Required work:
Extract the text of every item below verbatim, line for line, and omit the pictures.

+ + + +

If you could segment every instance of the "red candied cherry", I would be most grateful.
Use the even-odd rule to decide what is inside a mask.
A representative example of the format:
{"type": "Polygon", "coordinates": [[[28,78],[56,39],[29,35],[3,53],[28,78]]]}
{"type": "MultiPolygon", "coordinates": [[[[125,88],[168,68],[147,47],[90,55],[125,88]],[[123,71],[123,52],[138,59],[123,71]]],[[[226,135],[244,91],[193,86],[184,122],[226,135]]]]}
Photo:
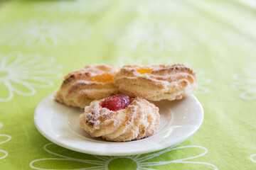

+ + + +

Result:
If you could segment every instance of the "red candied cherry", I would be most grateful.
Use the even-odd rule to decide what is inside a mask.
A representative example of the format:
{"type": "Polygon", "coordinates": [[[28,78],[56,39],[29,35],[3,53],[28,78]]]}
{"type": "MultiPolygon", "coordinates": [[[[125,88],[168,68],[147,47],[90,55],[125,88]],[[123,71],[123,52],[138,59],[123,71]]],[[[226,135],[244,91],[193,86],[184,122],[226,135]]]]}
Photo:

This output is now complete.